> [TASK INSTRUCTIONS]
When copying the records below, keep every word as it is and drop the images.

(DATA SHOWN Opens)

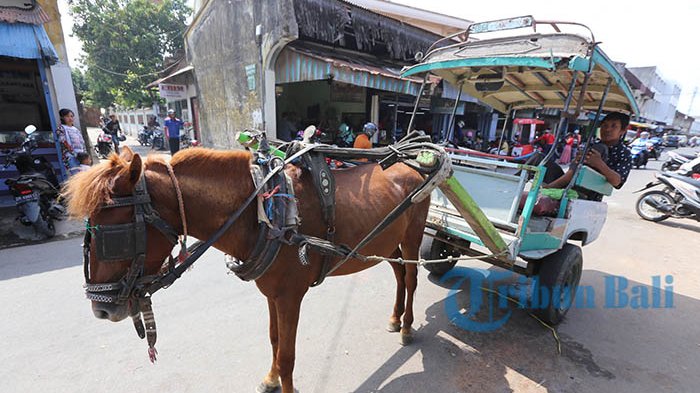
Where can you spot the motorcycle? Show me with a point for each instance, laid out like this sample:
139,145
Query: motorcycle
680,197
145,135
36,190
675,160
104,144
157,139
640,155
187,141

(DATA SHOWN Closes)

> [WRITTEN ANSWER]
Where can you spot the motorcycle? Show me with a point for each instance, laid out like this sample:
139,145
Query: motorcycle
680,197
145,135
36,190
675,160
104,144
157,139
640,155
187,141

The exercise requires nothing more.